== THE TASKS ==
1. List the obstacles that the quotation in the Pride of the Prairie history page says make the concept of feeding local residents with locally grown food complex.
2. Rewrite the paragraph of the Pride of the Prairie history page that begins "Pride of the Prairie is a collaborative effort" as a list of its partners.
3. In the Pride of the Prairie history page, reproduce everything from "A New Vision" down to "sustainable, healthy foods.", putting "Minnesota River Basin" wherever "Upper Minnesota River Valley" appears.

History

A New Vision for the Prairie

“In April, 2001, our team of university and community members came together to begin the long and intricate process of using foods grown in the Upper Minnesota River Valley to fuel the humans who reside here. This simple concept is made complex by a loss of interest and skill in growing food for people, reliance on fast foods, centralization of terminal markets, deterioration of the regional processing infrastructure, institutional requirements, lack of access and availability, and misunderstandings about the legality of using local foods.”

- Audrey Arner, producer and organizer

Pride of the Prairie is:
  • A BRAND that identifies the Upper Minnesota River Valley region and it’s local, sustainable, healthy foods.
  • An EDUCATIONAL MOVEMENT to help people understand food systems and to make ethical and sustainable choices.
  • An INITIATIVE that is supporting and developing a local sustainable food system.
  • A COLLABORATION of partners representing diverse parts of a food system to move the work forward.
Pride of the Prairie is a collaborative effort of the University of Minnesota (the Morris campus, West Central Regional Sustainable Development Partnership, West Central Research and Outreach Center, and Extension), Sodexho Campus Services, Land Stewardship Project, Sustainable Farming Association, Morris Prairie Renaissance, Pomme de Terre Food Coop, Prairie Renaissance Cultural Alliance, area farmers and the Upper Minnesota River Valley community.

== EXCERPTED DATA ==

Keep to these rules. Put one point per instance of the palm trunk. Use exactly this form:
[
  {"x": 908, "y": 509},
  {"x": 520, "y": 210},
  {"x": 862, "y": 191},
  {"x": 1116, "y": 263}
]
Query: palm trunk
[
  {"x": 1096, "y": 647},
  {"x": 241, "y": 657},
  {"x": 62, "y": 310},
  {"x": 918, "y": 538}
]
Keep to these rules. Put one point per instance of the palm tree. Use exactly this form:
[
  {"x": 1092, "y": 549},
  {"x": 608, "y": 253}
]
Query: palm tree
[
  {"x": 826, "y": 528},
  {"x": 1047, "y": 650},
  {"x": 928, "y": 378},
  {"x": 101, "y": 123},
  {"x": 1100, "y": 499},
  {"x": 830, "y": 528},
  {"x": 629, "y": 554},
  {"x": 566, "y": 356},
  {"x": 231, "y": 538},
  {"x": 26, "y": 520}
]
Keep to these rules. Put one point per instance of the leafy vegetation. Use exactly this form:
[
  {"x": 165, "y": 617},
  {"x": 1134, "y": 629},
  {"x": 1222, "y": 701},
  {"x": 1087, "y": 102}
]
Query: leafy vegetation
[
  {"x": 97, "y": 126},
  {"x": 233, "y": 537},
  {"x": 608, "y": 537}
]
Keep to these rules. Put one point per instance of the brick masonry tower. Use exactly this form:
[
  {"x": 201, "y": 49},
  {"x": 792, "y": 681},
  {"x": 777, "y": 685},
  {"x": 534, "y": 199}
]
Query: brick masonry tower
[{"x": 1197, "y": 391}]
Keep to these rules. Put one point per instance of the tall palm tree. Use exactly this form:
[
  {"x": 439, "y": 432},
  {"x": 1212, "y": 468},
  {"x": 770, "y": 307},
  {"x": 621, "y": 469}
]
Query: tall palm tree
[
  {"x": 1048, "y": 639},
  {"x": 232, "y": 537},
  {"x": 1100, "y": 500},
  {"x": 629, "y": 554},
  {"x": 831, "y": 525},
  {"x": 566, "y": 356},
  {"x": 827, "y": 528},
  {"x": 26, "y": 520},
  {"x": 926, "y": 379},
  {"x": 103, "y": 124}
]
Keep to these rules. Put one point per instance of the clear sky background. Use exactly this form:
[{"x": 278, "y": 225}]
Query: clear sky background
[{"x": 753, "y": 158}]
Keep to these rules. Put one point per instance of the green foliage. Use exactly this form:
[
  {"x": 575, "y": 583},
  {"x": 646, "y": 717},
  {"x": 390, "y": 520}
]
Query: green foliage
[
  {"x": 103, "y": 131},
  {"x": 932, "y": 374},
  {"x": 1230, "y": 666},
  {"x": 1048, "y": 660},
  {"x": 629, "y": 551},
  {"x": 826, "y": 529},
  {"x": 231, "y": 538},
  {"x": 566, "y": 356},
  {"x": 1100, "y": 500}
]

== RESULTS FOR EACH TASK ==
1.
- A loss of interest and skill in growing food for people
- Reliance on fast foods
- Centralization of terminal markets
- Deterioration of the regional processing infrastructure
- Institutional requirements
- Lack of access and availability
- Misunderstandings about the legality of using local foods

2.
Pride of the Prairie partners:
- University of Minnesota (Morris campus, West Central Regional Sustainable Development Partnership, West Central Research and Outreach Center, and Extension)
- Sodexho Campus Services
- Land Stewardship Project
- Sustainable Farming Association
- Morris Prairie Renaissance
- Pomme de Terre Food Coop
- Prairie Renaissance Cultural Alliance
- Area farmers
- The Upper Minnesota River Valley community

3.
A New Vision for the Prairie

“In April, 2001, our team of university and community members came together to begin the long and intricate process of using foods grown in the Minnesota River Basin to fuel the humans who reside here. This simple concept is made complex by a loss of interest and skill in growing food for people, reliance on fast foods, centralization of terminal markets, deterioration of the regional processing infrastructure, institutional requirements, lack of access and availability, and misunderstandings about the legality of using local foods.”

- Audrey Arner, producer and organizer

Pride of the Prairie is:
  • A BRAND that identifies the Minnesota River Basin region and it’s local, sustainable, healthy foods.